# [CHALLENGES]
- A) In the forum thread about the quadratic polynomial, what expression is finally given for f(2)?
- B) Write the next part of the forum thread about the quadratic polynomial, starting right after its last line.

# [QUOTED TEXT]
Question

Suppose f(x) is a quadratic polynomial satisfying

f(0)=1
f(4)−f(2)=2
f(6)−f(4)=3
What is the value of f(8)?

Answer 1

let the quadratic polynomial be \(\large f(x)=ax^2+bx+c\)
from f(0)=1, you can easily find the value of 'c', which is ?

Answer 2

1?

Answer 3

correct!
so, f(x) = ax^2+bx+1

now can you find, f(2), f(4), f(6) ??

the goal is to use
f(4)−f(2)=2
f(6)−f(4)=3
and get 2 equations in a and b, so that they can be solved simultaneously, to get the values of a and b

Answer 4

ok i'm lost :'(

Answer 5

ok, can you find f(2) ??

Answer 6

um no

Answer 7

@ziko1995 let him do that work of getting equations

Answer 8

@hartnn ok :)

Answer 9

ok, to find f(2), just plug in x= 2 in f(x)
so, what u get after u put x=2 in ax^2+bx+1 ?

Answer 10

4a + 4b + 1

Answer 11

@killua_vongoladecimo It's 4a+2b+1 cause we haven't \[bx ^{2}\] :)

Answer 12

sorry

Answer 13

x=2 so, bx, gives 2x, right ??
so, its f(2)=4a+2b+1
similarly find f(4)

# [INFORMATION GIVEN]
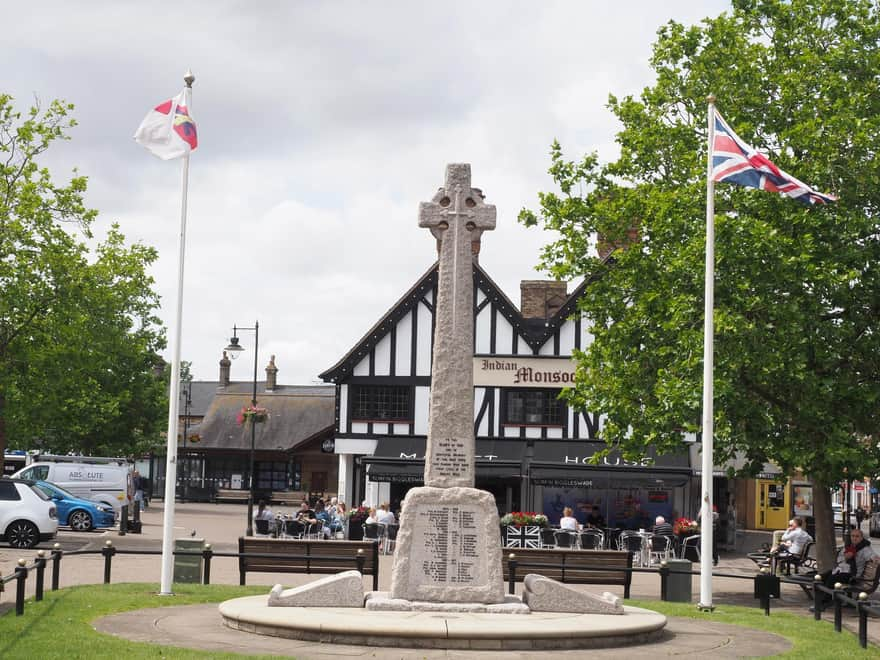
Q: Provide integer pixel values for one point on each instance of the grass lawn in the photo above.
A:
(60, 625)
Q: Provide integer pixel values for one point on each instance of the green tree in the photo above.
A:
(797, 289)
(78, 332)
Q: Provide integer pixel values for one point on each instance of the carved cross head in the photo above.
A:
(457, 202)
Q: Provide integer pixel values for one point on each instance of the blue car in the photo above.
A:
(78, 514)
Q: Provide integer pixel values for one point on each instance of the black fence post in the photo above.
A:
(511, 573)
(766, 587)
(40, 564)
(664, 580)
(56, 565)
(818, 597)
(207, 553)
(123, 520)
(375, 567)
(838, 607)
(863, 619)
(20, 577)
(108, 551)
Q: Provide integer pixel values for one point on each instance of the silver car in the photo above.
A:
(27, 516)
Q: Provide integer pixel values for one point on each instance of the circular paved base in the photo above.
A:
(201, 627)
(443, 630)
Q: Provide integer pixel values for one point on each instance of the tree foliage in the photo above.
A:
(78, 331)
(797, 289)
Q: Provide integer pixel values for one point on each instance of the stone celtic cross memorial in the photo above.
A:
(449, 545)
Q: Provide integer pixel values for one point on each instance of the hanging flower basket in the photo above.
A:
(253, 414)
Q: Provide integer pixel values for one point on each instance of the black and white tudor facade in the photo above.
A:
(533, 451)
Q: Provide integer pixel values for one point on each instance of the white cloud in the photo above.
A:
(322, 126)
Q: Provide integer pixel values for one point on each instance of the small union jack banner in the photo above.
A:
(527, 536)
(734, 161)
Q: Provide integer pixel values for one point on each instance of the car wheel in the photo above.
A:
(22, 534)
(80, 521)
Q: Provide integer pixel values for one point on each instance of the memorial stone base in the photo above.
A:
(448, 547)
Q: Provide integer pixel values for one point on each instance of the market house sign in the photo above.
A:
(516, 371)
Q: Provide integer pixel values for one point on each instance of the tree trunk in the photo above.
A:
(2, 429)
(826, 541)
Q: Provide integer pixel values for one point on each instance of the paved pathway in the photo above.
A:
(221, 524)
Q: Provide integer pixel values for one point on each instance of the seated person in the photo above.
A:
(263, 512)
(662, 527)
(595, 519)
(384, 516)
(305, 515)
(568, 521)
(851, 563)
(793, 539)
(323, 519)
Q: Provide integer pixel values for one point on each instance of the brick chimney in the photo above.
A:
(541, 299)
(605, 247)
(225, 363)
(271, 375)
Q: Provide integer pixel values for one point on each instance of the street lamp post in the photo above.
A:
(186, 395)
(233, 350)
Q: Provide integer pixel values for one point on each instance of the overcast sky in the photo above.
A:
(321, 128)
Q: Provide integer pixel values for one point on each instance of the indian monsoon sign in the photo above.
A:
(515, 371)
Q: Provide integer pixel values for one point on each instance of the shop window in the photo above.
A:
(533, 407)
(382, 403)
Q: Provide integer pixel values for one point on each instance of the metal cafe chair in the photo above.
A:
(592, 539)
(371, 532)
(548, 538)
(661, 547)
(565, 539)
(294, 529)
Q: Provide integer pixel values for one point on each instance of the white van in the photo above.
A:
(108, 483)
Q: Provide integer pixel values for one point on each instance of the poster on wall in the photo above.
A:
(803, 500)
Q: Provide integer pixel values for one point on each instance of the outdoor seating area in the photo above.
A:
(646, 548)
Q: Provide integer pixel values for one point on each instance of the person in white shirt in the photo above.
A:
(794, 538)
(384, 516)
(263, 512)
(568, 521)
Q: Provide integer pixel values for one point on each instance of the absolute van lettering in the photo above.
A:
(75, 475)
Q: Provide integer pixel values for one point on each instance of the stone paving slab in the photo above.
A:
(201, 627)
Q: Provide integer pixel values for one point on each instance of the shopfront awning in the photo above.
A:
(570, 465)
(402, 459)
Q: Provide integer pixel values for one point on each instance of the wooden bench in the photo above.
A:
(266, 555)
(573, 566)
(230, 495)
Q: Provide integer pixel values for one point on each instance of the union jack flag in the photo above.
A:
(736, 162)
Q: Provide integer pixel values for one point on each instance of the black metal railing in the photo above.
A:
(766, 584)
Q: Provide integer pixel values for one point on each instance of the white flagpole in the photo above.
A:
(706, 529)
(174, 386)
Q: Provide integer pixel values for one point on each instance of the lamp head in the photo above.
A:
(234, 348)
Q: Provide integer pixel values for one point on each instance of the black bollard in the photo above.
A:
(108, 551)
(207, 553)
(20, 577)
(664, 578)
(818, 597)
(838, 607)
(511, 573)
(123, 520)
(40, 564)
(56, 565)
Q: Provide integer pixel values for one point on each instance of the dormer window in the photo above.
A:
(533, 407)
(381, 403)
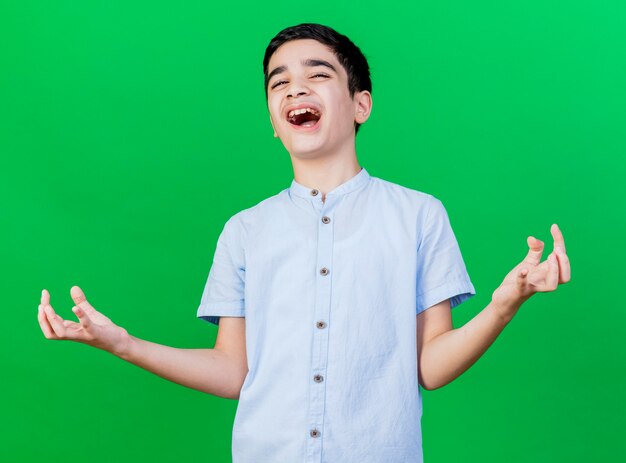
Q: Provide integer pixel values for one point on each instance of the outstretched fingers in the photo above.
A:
(561, 254)
(84, 319)
(78, 296)
(44, 324)
(54, 321)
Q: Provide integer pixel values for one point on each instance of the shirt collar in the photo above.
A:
(353, 184)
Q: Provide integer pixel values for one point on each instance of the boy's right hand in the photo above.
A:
(93, 328)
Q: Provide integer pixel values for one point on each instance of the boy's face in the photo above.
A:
(310, 107)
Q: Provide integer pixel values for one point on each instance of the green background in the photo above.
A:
(131, 131)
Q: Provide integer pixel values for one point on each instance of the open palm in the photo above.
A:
(92, 328)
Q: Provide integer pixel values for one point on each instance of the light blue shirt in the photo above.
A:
(330, 291)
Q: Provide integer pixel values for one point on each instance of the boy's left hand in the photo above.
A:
(532, 276)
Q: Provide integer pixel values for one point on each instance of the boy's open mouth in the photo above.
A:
(303, 117)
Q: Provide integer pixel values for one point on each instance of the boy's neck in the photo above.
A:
(326, 173)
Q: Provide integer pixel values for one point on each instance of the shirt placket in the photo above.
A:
(321, 325)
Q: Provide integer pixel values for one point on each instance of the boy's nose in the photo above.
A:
(297, 90)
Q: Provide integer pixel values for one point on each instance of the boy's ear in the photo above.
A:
(363, 106)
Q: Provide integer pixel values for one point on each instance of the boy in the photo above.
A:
(333, 297)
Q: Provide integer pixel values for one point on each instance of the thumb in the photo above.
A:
(535, 250)
(80, 300)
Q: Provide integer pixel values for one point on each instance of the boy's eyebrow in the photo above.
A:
(318, 62)
(308, 63)
(275, 71)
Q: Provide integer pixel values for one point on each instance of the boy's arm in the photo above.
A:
(219, 371)
(444, 353)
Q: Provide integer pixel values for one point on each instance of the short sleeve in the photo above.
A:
(441, 272)
(223, 293)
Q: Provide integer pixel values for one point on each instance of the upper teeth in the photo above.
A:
(295, 112)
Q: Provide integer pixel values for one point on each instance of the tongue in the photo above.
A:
(305, 120)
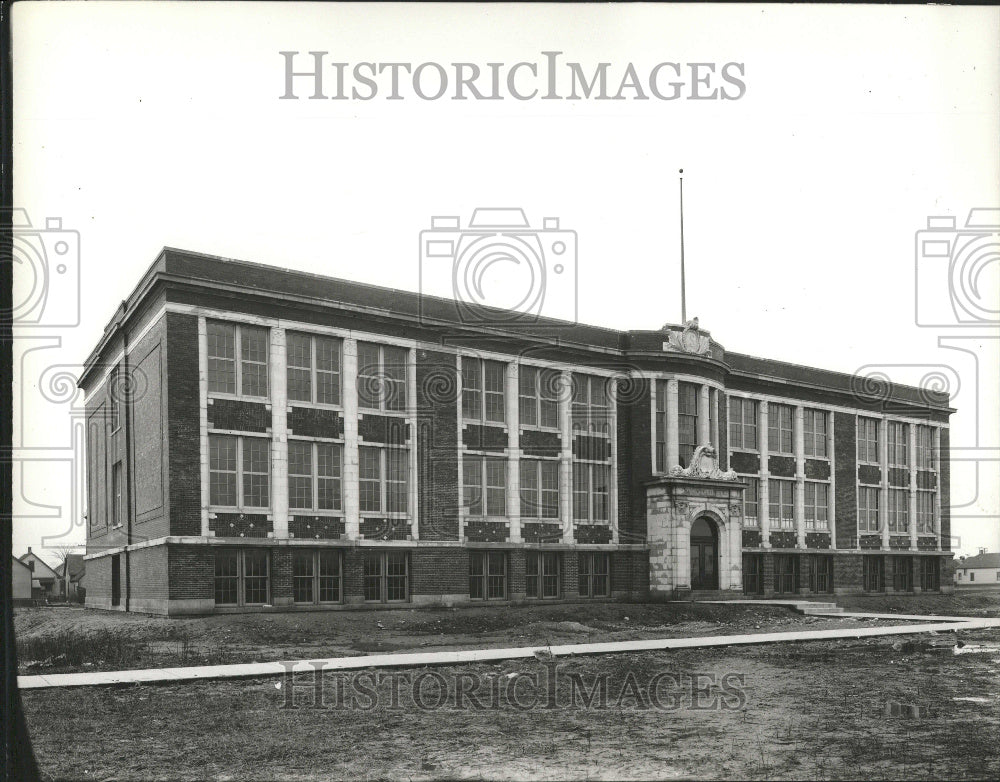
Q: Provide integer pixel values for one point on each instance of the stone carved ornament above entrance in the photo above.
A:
(704, 464)
(690, 340)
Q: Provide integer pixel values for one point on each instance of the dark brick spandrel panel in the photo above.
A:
(817, 469)
(746, 463)
(592, 448)
(945, 491)
(783, 539)
(539, 442)
(183, 425)
(592, 533)
(818, 540)
(480, 437)
(385, 529)
(316, 527)
(240, 525)
(487, 531)
(541, 533)
(781, 466)
(238, 415)
(437, 446)
(899, 476)
(846, 489)
(390, 430)
(870, 542)
(316, 422)
(869, 474)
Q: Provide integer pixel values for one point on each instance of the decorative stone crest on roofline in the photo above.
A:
(704, 464)
(690, 340)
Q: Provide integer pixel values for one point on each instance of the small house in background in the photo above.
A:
(44, 580)
(980, 570)
(20, 578)
(71, 573)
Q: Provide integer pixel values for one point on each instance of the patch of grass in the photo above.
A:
(72, 648)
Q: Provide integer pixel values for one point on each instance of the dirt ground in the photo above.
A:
(883, 708)
(101, 640)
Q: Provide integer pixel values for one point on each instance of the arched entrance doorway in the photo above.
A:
(704, 555)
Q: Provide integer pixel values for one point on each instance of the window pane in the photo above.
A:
(472, 388)
(299, 367)
(369, 376)
(256, 469)
(472, 484)
(221, 339)
(329, 464)
(253, 341)
(370, 483)
(222, 469)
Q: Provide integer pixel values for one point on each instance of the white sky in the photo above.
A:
(151, 124)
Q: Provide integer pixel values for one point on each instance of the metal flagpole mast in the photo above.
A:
(683, 296)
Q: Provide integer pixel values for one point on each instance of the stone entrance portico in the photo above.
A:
(673, 503)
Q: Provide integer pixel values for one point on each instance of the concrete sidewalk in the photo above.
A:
(928, 624)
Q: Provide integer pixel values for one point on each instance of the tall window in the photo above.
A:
(316, 577)
(117, 484)
(814, 431)
(751, 500)
(237, 358)
(242, 577)
(382, 372)
(780, 437)
(817, 503)
(538, 393)
(483, 390)
(539, 489)
(314, 368)
(781, 503)
(239, 471)
(925, 447)
(594, 573)
(383, 480)
(386, 576)
(925, 512)
(591, 411)
(488, 575)
(591, 487)
(315, 473)
(899, 453)
(868, 515)
(687, 421)
(484, 485)
(868, 440)
(660, 426)
(899, 510)
(742, 423)
(542, 574)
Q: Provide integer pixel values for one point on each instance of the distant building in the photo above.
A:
(44, 580)
(980, 570)
(71, 573)
(261, 439)
(20, 577)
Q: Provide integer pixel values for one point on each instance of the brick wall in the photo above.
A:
(192, 572)
(846, 490)
(183, 425)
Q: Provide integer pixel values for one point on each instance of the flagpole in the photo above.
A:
(683, 296)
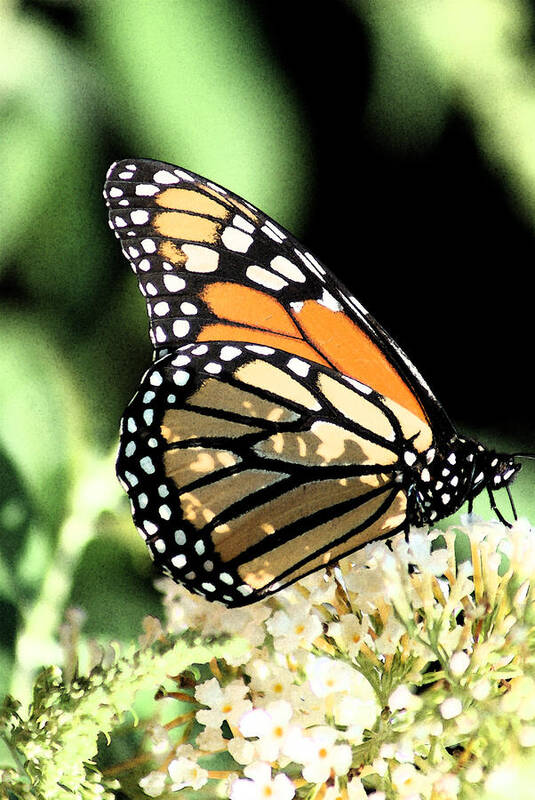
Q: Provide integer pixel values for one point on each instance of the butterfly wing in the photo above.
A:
(212, 267)
(248, 468)
(271, 434)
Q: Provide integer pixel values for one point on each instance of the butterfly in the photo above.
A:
(279, 427)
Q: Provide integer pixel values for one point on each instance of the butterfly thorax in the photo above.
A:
(440, 482)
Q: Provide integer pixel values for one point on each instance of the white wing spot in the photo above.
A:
(146, 190)
(148, 245)
(147, 466)
(287, 268)
(213, 368)
(181, 328)
(199, 258)
(180, 377)
(243, 224)
(228, 352)
(164, 176)
(329, 301)
(139, 216)
(299, 367)
(161, 308)
(180, 361)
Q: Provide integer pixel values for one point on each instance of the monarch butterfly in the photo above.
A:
(279, 427)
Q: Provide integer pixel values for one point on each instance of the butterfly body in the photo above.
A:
(279, 427)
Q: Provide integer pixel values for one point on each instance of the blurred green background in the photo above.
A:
(396, 139)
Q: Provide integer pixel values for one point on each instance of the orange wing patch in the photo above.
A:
(351, 351)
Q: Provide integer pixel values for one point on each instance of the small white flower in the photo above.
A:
(153, 784)
(319, 753)
(326, 676)
(459, 662)
(407, 781)
(271, 727)
(296, 627)
(401, 697)
(241, 750)
(349, 633)
(259, 785)
(447, 787)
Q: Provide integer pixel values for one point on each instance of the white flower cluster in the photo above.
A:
(331, 691)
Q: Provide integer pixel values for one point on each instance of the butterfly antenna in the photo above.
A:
(497, 510)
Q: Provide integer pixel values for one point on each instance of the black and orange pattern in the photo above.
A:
(280, 427)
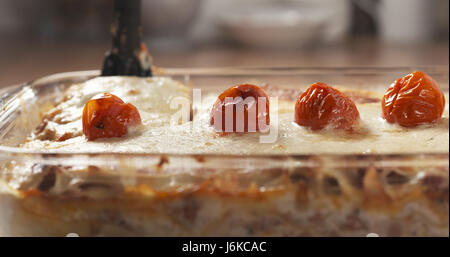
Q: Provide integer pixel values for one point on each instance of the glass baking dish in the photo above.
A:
(156, 194)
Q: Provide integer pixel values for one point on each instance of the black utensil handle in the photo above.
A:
(128, 56)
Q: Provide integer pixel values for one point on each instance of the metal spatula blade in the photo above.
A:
(128, 56)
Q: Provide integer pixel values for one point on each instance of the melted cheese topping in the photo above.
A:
(153, 96)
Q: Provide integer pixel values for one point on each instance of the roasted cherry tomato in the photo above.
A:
(243, 101)
(413, 100)
(321, 106)
(106, 115)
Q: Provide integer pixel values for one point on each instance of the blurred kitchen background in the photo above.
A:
(50, 36)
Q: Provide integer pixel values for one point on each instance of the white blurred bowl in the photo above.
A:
(280, 27)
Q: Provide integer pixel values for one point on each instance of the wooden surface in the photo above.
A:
(24, 61)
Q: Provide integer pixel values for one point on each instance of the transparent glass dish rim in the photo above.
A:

# [RESULTS IN ORDER]
- A) f(2) = 4a + 2b + 1

- B)
Answer 14

hmm.. in
f(4) - f(2) = 2

after using ax^2 + bx + 1

it will become
(16a + 4b + 1) - (4a + 2b + 1) = 2

then when simplified

12a + 2b = 2

right?

Answer 15

correct! simplify it.
now do f(6)-f(4)=3

Answer 16

20a + 2b = 3

Answer 17

right? what's next?

Answer 18

@hartnn

Answer 19

12a+2b=2
20a+2b=3

just subtract one equation from other and b gets eliminated!

Answer 20

so
a= 1/8
b= 1/4
?

Answer 21

correct!
so, we got our f(x)!
\(\huge f(x)=(1/8)x^2+(1/4)x+1\)

to get f(8), just plug in x=8 there :)

Answer 22

oh... so f(8) = 11?

Answer 23

yes, i get 11 too :)

Answer 24

oh so that's how it is.....thank you hartnn but i still got more questions haha...

Answer 25

welcome ^_^
sure! ask :)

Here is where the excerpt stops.